ASSIGNED TASK:
Print the first line of the material below and each line after it, exactly as written, ending with the line that contains "negative clicks: (744, 268)".

EXTRACTED INFORMATION:
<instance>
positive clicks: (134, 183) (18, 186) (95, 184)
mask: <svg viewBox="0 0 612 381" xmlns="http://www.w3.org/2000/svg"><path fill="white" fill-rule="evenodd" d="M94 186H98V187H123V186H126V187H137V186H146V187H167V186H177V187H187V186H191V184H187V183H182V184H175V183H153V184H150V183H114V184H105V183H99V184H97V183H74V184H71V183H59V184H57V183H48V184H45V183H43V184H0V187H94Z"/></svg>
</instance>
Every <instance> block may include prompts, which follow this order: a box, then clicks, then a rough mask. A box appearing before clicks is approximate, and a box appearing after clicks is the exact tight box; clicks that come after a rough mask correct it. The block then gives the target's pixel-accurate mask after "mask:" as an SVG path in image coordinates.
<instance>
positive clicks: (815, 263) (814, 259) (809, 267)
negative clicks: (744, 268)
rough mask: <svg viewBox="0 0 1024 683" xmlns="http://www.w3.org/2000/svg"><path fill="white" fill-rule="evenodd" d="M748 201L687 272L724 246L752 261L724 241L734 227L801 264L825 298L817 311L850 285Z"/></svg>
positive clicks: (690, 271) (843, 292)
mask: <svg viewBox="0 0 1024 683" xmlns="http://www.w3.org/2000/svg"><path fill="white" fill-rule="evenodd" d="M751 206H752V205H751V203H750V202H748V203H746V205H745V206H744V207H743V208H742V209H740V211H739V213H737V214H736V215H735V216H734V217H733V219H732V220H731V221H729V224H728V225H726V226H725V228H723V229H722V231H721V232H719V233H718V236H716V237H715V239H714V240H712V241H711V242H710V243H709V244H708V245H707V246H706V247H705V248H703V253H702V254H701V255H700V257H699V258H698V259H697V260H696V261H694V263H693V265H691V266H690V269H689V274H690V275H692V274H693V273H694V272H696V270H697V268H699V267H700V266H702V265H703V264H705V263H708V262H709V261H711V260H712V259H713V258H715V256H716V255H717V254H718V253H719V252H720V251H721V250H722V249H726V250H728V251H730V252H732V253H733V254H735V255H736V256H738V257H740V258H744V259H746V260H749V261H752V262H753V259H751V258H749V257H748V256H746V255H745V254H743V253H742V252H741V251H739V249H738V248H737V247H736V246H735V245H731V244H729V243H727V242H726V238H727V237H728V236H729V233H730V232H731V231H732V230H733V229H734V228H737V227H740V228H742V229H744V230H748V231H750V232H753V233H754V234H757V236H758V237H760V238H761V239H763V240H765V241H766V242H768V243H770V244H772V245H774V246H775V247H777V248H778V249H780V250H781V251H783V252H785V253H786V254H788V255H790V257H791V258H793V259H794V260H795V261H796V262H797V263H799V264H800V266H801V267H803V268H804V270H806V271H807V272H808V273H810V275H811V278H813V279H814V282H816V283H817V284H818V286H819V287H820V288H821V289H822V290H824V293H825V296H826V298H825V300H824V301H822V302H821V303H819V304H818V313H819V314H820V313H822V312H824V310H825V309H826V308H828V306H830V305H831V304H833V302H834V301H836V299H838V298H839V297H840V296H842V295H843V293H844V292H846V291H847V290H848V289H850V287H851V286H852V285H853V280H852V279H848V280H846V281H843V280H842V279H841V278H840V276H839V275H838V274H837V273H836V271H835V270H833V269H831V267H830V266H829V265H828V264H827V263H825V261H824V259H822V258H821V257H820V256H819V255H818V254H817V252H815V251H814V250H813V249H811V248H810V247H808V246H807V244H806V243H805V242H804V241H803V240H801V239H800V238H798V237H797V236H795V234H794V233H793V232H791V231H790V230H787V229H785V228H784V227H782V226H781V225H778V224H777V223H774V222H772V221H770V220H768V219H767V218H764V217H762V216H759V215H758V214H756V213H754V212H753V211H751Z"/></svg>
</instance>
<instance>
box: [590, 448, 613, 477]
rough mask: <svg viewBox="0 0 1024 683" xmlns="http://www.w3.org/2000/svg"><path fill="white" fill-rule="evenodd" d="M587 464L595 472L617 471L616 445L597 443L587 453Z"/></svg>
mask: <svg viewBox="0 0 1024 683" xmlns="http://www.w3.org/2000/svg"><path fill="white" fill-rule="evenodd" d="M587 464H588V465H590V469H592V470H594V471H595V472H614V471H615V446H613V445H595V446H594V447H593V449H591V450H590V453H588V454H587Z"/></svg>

WRITTEN ANSWER:
<instance>
positive clicks: (134, 183) (18, 186) (95, 184)
mask: <svg viewBox="0 0 612 381" xmlns="http://www.w3.org/2000/svg"><path fill="white" fill-rule="evenodd" d="M94 186H98V187H123V186H126V187H137V186H146V187H167V186H177V187H187V186H191V184H187V183H182V184H175V183H153V184H150V183H114V184H105V183H99V184H97V183H74V184H71V183H59V184H57V183H48V184H45V183H43V184H0V187H94Z"/></svg>
</instance>
Every <instance> block may include prompts, which follow this order: a box, then clicks, then a rough mask. A box appearing before clicks is approximate, and a box appearing after clicks is the exact tight box; clicks that come after a rough mask correct it. The block then gives the target's pixel-accurate mask after "mask:" as an SVG path in image coordinates.
<instance>
positive clicks: (815, 263) (814, 259) (809, 267)
negative clicks: (744, 268)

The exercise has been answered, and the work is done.